What is needed: Gather every line in the entries below that contains the word "window" and copy each such line in full.

Provided information:
※ ※ ※

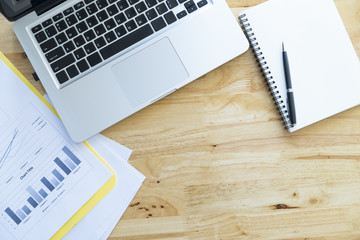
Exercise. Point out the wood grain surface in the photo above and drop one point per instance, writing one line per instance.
(220, 165)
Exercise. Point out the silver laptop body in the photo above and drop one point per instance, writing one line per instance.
(198, 36)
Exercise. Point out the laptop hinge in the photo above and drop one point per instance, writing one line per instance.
(45, 5)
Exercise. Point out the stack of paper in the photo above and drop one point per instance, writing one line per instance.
(50, 185)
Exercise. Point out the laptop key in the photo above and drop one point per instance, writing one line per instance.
(63, 63)
(170, 17)
(79, 5)
(120, 18)
(82, 14)
(161, 8)
(171, 3)
(82, 65)
(89, 48)
(100, 42)
(69, 46)
(62, 77)
(120, 31)
(48, 45)
(47, 23)
(141, 20)
(91, 9)
(140, 7)
(99, 29)
(102, 16)
(151, 14)
(55, 54)
(71, 20)
(94, 59)
(127, 41)
(40, 37)
(92, 21)
(110, 24)
(181, 14)
(122, 4)
(61, 38)
(151, 3)
(61, 26)
(82, 27)
(68, 11)
(189, 4)
(36, 28)
(132, 2)
(51, 31)
(72, 71)
(110, 36)
(71, 32)
(101, 4)
(191, 8)
(79, 41)
(112, 10)
(57, 17)
(202, 3)
(130, 13)
(79, 53)
(89, 35)
(130, 25)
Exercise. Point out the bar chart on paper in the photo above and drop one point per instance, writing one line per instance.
(35, 196)
(37, 169)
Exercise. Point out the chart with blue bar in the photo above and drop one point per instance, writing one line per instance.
(36, 195)
(37, 169)
(45, 178)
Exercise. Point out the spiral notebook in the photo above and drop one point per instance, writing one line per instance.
(325, 69)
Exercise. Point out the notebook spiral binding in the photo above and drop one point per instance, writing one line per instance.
(280, 103)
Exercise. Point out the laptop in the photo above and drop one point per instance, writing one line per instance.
(102, 60)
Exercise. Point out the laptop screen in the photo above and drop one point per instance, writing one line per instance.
(14, 9)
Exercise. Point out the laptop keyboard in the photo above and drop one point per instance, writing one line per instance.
(92, 31)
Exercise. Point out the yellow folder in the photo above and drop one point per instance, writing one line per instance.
(100, 194)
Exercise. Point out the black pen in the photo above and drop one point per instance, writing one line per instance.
(290, 93)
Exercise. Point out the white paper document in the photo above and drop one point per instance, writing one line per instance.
(102, 219)
(45, 178)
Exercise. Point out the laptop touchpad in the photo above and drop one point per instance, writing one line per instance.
(150, 72)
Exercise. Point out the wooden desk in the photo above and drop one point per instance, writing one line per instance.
(220, 165)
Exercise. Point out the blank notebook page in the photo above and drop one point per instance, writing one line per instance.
(324, 67)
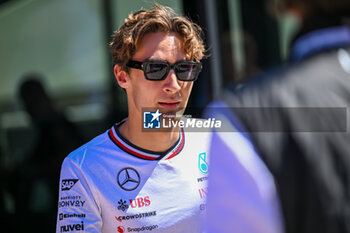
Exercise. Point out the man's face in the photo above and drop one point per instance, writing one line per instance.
(170, 94)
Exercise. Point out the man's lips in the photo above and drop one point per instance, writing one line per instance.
(169, 103)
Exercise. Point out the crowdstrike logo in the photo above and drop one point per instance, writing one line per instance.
(136, 216)
(202, 163)
(74, 227)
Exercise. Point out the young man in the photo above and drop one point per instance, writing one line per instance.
(128, 179)
(298, 123)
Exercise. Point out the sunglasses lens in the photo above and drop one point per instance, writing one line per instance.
(155, 71)
(187, 71)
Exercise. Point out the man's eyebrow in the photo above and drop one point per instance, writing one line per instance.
(158, 59)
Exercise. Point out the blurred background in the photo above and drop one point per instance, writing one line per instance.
(57, 88)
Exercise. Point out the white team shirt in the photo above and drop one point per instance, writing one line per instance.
(112, 186)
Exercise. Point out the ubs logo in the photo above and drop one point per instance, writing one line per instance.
(128, 179)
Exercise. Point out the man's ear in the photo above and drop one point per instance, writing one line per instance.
(121, 76)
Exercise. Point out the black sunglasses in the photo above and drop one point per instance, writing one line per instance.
(159, 70)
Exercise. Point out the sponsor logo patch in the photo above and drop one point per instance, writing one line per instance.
(202, 163)
(74, 227)
(128, 179)
(151, 120)
(63, 216)
(76, 203)
(68, 184)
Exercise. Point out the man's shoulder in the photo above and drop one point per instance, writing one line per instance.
(88, 150)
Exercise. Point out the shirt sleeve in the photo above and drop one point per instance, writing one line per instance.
(242, 195)
(78, 209)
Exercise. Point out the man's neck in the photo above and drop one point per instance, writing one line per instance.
(154, 141)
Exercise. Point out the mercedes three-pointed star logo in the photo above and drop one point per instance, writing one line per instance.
(128, 179)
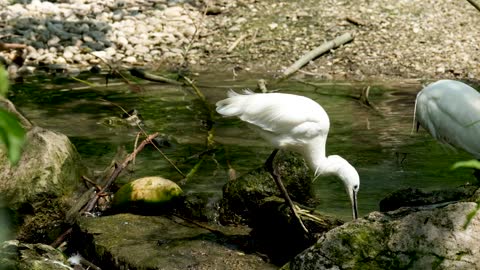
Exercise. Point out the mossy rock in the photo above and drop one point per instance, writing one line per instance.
(146, 193)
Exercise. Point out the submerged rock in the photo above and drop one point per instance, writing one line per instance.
(146, 193)
(277, 233)
(430, 237)
(127, 241)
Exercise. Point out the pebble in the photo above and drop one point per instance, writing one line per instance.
(125, 31)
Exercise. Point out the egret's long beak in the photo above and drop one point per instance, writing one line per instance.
(354, 204)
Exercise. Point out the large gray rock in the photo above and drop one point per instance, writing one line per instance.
(242, 196)
(445, 236)
(49, 167)
(127, 241)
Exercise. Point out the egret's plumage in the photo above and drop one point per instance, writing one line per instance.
(450, 111)
(295, 123)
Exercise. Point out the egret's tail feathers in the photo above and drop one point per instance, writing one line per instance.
(234, 104)
(232, 93)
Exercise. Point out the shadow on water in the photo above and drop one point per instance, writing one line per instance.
(387, 155)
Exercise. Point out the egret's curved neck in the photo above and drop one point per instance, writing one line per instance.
(330, 165)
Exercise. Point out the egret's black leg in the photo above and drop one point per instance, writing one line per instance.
(476, 173)
(283, 190)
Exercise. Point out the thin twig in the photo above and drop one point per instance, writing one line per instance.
(86, 179)
(61, 238)
(144, 133)
(150, 77)
(475, 4)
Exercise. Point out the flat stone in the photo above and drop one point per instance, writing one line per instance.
(127, 241)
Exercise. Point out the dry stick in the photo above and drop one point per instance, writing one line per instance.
(117, 171)
(61, 238)
(211, 113)
(347, 37)
(475, 4)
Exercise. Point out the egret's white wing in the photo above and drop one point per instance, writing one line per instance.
(277, 113)
(450, 111)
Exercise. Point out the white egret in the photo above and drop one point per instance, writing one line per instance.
(450, 111)
(294, 123)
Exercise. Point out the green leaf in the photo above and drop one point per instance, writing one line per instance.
(12, 135)
(475, 164)
(3, 81)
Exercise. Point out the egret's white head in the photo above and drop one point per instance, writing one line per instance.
(351, 180)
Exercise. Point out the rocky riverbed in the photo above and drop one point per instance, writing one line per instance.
(399, 39)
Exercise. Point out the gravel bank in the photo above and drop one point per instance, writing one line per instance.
(400, 39)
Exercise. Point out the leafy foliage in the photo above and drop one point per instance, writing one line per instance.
(474, 164)
(12, 134)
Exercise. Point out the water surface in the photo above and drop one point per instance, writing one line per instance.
(379, 143)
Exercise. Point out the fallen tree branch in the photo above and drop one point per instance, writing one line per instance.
(91, 204)
(236, 42)
(11, 46)
(345, 38)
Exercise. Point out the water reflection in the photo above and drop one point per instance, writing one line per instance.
(379, 144)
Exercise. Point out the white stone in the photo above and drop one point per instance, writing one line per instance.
(130, 60)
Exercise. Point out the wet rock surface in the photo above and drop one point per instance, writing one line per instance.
(407, 39)
(127, 241)
(17, 255)
(36, 192)
(430, 237)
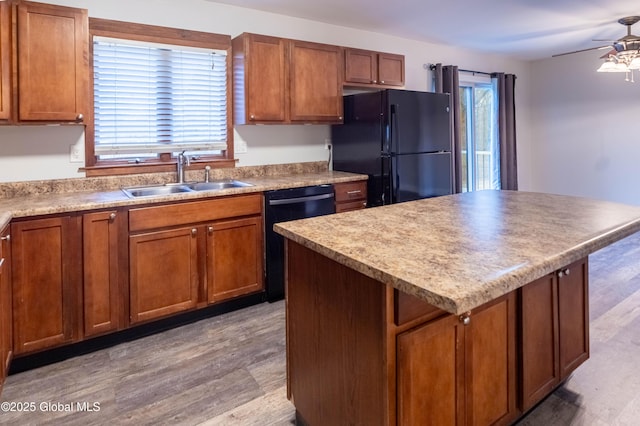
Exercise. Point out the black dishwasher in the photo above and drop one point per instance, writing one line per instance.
(283, 205)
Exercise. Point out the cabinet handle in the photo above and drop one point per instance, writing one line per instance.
(563, 272)
(465, 319)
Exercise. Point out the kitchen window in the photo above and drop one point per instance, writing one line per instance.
(157, 92)
(478, 135)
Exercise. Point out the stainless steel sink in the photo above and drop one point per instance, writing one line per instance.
(176, 188)
(217, 185)
(155, 190)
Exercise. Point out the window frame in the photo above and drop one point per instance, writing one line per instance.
(471, 142)
(163, 35)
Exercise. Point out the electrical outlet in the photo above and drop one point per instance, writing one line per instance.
(75, 154)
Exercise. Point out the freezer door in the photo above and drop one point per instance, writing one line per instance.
(418, 121)
(417, 176)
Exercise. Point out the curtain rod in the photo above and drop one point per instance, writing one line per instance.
(432, 67)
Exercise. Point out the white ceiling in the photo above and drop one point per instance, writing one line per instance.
(525, 29)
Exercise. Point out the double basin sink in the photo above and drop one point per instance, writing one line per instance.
(176, 188)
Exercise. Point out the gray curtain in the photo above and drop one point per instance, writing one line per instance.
(446, 81)
(505, 89)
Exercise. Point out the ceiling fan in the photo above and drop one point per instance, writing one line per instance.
(629, 42)
(624, 53)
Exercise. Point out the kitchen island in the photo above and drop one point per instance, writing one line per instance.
(464, 309)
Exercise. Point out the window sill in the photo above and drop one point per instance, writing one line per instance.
(130, 169)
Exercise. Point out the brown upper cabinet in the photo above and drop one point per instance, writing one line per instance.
(52, 54)
(365, 67)
(280, 81)
(5, 61)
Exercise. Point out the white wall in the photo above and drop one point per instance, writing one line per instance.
(265, 144)
(585, 138)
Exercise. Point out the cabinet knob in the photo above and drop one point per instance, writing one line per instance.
(465, 318)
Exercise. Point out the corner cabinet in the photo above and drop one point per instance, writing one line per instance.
(51, 72)
(555, 330)
(46, 275)
(286, 81)
(368, 68)
(186, 255)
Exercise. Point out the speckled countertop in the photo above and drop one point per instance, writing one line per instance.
(458, 252)
(67, 195)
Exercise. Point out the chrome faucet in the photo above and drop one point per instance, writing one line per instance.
(183, 160)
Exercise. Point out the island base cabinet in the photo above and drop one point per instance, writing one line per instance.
(554, 316)
(470, 360)
(348, 362)
(46, 269)
(163, 273)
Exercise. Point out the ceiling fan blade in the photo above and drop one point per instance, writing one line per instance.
(581, 50)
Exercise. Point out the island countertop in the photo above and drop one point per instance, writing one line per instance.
(460, 251)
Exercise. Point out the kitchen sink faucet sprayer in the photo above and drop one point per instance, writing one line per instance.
(183, 160)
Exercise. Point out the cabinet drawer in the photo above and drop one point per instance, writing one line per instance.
(350, 205)
(351, 191)
(193, 212)
(409, 308)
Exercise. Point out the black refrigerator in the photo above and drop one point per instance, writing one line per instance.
(401, 139)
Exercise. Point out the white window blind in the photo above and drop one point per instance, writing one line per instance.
(151, 98)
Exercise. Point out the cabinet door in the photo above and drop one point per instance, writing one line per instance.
(265, 79)
(46, 278)
(100, 249)
(573, 316)
(390, 69)
(53, 67)
(430, 370)
(5, 61)
(539, 339)
(234, 258)
(361, 66)
(163, 268)
(490, 344)
(6, 316)
(315, 82)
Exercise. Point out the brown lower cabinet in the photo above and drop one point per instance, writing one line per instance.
(46, 265)
(555, 330)
(186, 255)
(6, 316)
(360, 352)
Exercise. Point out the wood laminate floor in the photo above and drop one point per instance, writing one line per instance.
(230, 370)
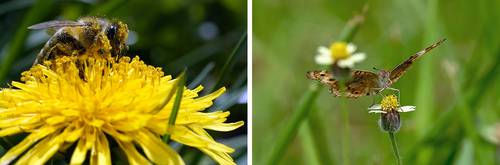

※ ※ ※

Answer to this exercise:
Exercise. Point out the kitchen window in the photo above and drop one point per instance, writing one line per instance.
Exercise. Point out the window frame in the photo above and drop one point per instance, writing one line per instance.
Exercise. Point out the window sill in the photo above and drop one point per instance, writing one line per instance.
Exercise. Point out the white window blind in the photo above and drop one point per instance, writing one line per instance.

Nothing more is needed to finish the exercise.